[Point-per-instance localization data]
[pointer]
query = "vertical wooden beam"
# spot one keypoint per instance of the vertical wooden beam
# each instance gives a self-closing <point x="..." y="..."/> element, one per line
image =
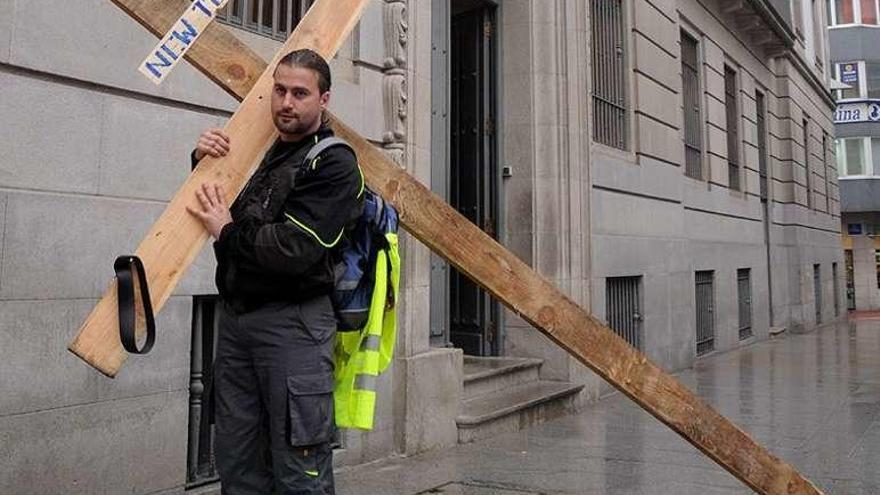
<point x="433" y="222"/>
<point x="177" y="237"/>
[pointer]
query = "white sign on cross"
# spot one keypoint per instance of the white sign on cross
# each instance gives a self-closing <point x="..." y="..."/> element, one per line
<point x="171" y="48"/>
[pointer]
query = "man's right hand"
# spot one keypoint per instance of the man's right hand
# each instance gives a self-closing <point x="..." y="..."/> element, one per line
<point x="212" y="142"/>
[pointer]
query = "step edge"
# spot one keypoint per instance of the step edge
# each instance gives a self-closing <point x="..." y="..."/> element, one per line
<point x="506" y="370"/>
<point x="472" y="421"/>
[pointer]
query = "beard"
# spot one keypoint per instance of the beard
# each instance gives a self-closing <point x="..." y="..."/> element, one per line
<point x="288" y="125"/>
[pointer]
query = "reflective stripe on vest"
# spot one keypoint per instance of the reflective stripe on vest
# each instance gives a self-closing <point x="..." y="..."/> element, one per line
<point x="362" y="356"/>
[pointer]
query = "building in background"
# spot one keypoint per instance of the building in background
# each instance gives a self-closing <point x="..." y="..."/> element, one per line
<point x="854" y="33"/>
<point x="667" y="163"/>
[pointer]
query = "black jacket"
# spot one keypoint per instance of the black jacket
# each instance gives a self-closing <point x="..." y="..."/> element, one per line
<point x="288" y="223"/>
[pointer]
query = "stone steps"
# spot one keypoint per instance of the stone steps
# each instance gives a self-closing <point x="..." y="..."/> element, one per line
<point x="505" y="394"/>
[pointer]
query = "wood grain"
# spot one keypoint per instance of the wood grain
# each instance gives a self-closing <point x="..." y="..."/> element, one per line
<point x="177" y="237"/>
<point x="429" y="219"/>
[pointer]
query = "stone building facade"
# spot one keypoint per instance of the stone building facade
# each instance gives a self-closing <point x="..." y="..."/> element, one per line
<point x="492" y="103"/>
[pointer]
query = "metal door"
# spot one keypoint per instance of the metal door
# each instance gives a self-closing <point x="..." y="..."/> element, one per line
<point x="705" y="311"/>
<point x="623" y="308"/>
<point x="473" y="183"/>
<point x="744" y="298"/>
<point x="817" y="292"/>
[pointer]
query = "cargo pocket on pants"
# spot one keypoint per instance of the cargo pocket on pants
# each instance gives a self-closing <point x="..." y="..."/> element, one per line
<point x="310" y="409"/>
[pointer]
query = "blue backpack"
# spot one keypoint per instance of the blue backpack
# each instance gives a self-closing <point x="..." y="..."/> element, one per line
<point x="355" y="271"/>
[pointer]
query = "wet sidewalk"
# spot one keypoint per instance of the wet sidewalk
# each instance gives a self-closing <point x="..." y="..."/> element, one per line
<point x="812" y="399"/>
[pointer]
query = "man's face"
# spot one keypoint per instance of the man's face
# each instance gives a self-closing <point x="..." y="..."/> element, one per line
<point x="297" y="103"/>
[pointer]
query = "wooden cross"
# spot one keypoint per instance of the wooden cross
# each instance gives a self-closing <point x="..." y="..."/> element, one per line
<point x="176" y="238"/>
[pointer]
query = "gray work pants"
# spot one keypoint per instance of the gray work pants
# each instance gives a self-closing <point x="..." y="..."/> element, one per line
<point x="274" y="399"/>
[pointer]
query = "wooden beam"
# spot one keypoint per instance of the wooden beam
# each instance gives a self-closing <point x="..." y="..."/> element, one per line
<point x="432" y="221"/>
<point x="177" y="237"/>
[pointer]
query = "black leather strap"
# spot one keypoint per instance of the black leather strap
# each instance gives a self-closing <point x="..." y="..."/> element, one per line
<point x="127" y="313"/>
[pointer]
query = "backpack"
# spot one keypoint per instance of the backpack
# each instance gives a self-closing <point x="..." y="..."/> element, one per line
<point x="355" y="271"/>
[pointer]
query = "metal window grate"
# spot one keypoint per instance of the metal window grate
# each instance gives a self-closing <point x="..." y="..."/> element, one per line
<point x="744" y="298"/>
<point x="623" y="308"/>
<point x="817" y="290"/>
<point x="690" y="83"/>
<point x="273" y="18"/>
<point x="836" y="284"/>
<point x="201" y="468"/>
<point x="705" y="311"/>
<point x="732" y="111"/>
<point x="608" y="27"/>
<point x="761" y="106"/>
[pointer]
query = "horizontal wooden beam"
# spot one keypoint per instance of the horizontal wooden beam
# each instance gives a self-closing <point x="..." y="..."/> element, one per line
<point x="175" y="240"/>
<point x="429" y="219"/>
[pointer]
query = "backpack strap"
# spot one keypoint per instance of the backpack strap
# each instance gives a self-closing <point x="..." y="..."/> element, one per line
<point x="320" y="147"/>
<point x="124" y="267"/>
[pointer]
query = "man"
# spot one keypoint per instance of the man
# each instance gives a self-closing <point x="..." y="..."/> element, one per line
<point x="275" y="252"/>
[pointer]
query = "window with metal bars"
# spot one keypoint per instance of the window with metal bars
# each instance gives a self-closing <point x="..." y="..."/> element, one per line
<point x="610" y="112"/>
<point x="705" y="311"/>
<point x="744" y="298"/>
<point x="623" y="308"/>
<point x="272" y="18"/>
<point x="761" y="119"/>
<point x="691" y="108"/>
<point x="731" y="108"/>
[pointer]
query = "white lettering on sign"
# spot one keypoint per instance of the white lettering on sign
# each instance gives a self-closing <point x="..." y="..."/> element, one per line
<point x="176" y="42"/>
<point x="859" y="111"/>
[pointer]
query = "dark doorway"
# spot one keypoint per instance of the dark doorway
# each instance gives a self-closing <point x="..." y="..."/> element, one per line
<point x="473" y="181"/>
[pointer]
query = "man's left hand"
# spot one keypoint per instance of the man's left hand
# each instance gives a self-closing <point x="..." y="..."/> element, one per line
<point x="214" y="213"/>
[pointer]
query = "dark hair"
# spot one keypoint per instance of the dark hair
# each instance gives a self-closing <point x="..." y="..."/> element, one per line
<point x="309" y="59"/>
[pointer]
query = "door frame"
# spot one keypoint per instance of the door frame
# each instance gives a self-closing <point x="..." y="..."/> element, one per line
<point x="442" y="14"/>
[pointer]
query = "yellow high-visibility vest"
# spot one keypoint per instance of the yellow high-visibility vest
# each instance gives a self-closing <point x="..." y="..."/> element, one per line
<point x="362" y="356"/>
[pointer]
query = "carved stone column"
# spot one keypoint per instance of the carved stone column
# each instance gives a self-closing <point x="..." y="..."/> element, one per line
<point x="394" y="84"/>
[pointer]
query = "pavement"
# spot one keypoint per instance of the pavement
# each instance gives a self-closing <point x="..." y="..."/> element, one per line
<point x="812" y="399"/>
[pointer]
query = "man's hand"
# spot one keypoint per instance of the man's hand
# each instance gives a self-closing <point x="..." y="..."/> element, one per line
<point x="214" y="213"/>
<point x="212" y="142"/>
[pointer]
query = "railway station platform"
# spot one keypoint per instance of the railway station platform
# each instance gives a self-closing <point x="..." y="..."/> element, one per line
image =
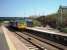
<point x="3" y="42"/>
<point x="11" y="41"/>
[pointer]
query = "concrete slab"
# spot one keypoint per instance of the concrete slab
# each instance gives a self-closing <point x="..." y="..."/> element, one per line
<point x="3" y="43"/>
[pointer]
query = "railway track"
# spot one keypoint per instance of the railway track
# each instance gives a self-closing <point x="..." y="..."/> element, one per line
<point x="35" y="43"/>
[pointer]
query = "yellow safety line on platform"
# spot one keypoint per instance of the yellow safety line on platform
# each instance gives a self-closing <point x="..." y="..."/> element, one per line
<point x="10" y="44"/>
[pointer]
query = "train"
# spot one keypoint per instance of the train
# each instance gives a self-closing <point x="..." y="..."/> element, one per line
<point x="21" y="24"/>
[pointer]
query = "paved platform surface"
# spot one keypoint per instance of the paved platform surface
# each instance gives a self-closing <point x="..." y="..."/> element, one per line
<point x="13" y="42"/>
<point x="3" y="42"/>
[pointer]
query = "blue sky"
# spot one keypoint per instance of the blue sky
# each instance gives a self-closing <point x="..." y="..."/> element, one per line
<point x="25" y="8"/>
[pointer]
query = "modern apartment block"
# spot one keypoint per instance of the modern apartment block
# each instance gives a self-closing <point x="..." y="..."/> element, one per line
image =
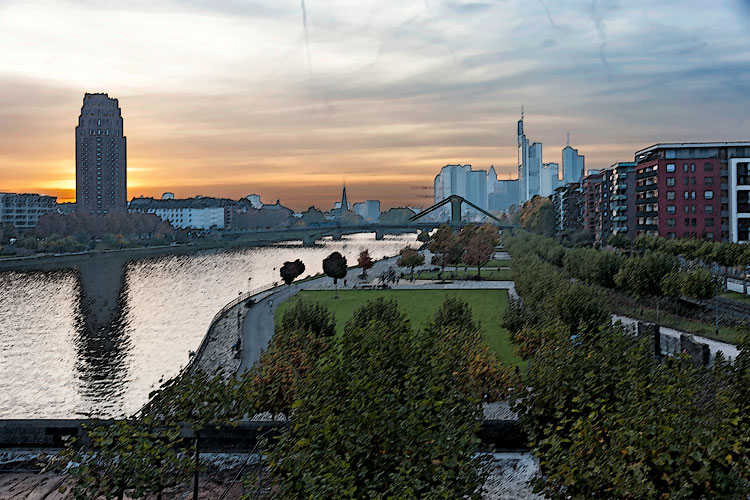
<point x="686" y="190"/>
<point x="24" y="210"/>
<point x="622" y="198"/>
<point x="101" y="163"/>
<point x="567" y="202"/>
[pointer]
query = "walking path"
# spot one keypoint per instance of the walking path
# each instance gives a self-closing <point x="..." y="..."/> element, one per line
<point x="258" y="326"/>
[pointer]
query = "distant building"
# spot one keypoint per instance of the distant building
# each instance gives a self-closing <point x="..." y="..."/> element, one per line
<point x="101" y="162"/>
<point x="254" y="200"/>
<point x="549" y="179"/>
<point x="24" y="210"/>
<point x="573" y="165"/>
<point x="623" y="198"/>
<point x="343" y="205"/>
<point x="696" y="190"/>
<point x="191" y="213"/>
<point x="567" y="201"/>
<point x="369" y="210"/>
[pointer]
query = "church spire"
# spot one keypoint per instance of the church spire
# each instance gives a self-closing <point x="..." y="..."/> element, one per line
<point x="344" y="202"/>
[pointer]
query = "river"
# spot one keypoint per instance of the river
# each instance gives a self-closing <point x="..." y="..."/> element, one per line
<point x="56" y="362"/>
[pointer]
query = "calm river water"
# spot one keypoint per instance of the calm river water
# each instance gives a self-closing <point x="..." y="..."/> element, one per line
<point x="53" y="364"/>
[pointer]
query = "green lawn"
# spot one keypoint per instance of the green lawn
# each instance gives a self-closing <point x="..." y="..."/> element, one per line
<point x="492" y="263"/>
<point x="488" y="307"/>
<point x="487" y="274"/>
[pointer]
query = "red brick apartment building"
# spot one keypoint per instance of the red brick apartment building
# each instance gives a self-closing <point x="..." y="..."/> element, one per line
<point x="683" y="190"/>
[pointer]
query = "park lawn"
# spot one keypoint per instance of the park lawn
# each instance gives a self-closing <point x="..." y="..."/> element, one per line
<point x="488" y="307"/>
<point x="487" y="274"/>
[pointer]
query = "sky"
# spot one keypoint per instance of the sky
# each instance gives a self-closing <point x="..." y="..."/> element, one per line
<point x="290" y="99"/>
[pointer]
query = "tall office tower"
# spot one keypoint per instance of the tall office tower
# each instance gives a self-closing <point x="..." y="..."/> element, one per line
<point x="523" y="161"/>
<point x="573" y="166"/>
<point x="101" y="163"/>
<point x="549" y="179"/>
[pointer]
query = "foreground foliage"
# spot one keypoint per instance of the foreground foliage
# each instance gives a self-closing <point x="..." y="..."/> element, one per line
<point x="382" y="416"/>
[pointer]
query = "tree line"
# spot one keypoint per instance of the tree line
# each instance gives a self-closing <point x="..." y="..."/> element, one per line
<point x="605" y="417"/>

[Exercise description]
Search the entries for the word "hair" and show every line that has it.

[Output for this exercise]
query = "dark hair"
# spot one keypoint per instance of the dark hair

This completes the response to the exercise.